### Work order
Every entry below should be printed again exactly as it reads.

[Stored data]

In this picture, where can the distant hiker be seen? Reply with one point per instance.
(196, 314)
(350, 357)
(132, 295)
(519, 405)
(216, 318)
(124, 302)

### Task response
In this picture, where can the distant hiker be seen? Reply with one point per instance.
(196, 314)
(350, 357)
(132, 295)
(519, 405)
(216, 318)
(124, 302)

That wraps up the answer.